Stiamo meglio, ma non stiamo ancora bene

________________________________di Dino Perrone

 

Migliorano i dati sull’occupazione ed aumenta la fiducia nella ripresa. Il peggio forse è passato. Ma guai ad abbassare la guardia ed a ritenere che il più è stato fatto. Bisogna invece continuare a rimboccarsi le maniche per affermare una nuova idea di Paese

In Italia ci sono oltre due milioni ed ottocentomila persone in cerca di lavoro. Vi sembrano forse poche ?

A me appaiono ancora decisamente troppe per una economia che davvero vuole imboccare la strada di una duratura ripresa.

──────────────────────────────

SCOPO DEL COMPITO: Per favore, prosegui l'articolo sull'occupazione in Italia riportato sopra, a partire dalla sua ultima frase.

MATERIALE FORNITO:
──────────────────────────────

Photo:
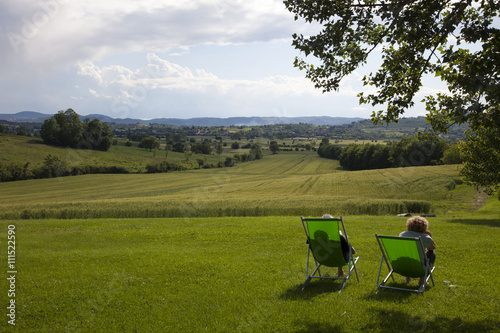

──────────────────────────────

RISPOSTA AL COMPITO:
Diffondendo in queste settimane i dati provvisori sul mercato del lavoro, l’Istat non ha fatto altro che certificare una situazione che, al netto delle forzature trionfalistiche di certi ambienti politici, non può che continuare a destare attenzione ed essere fonte di una sincera preoccupazione.

L’Italia migliora, certo, dal momento che proprio sul fronte dell’occupazione sempre l’Istat registra, dal novembre 2014 al novembre 2015, un incremento di duecentoseimila unità, con una conseguente diminuzione della disoccupazione su base tendenziale.

Stiamo insomma meglio rispetto a prima. Ma si può già dire che stiamo anche bene ?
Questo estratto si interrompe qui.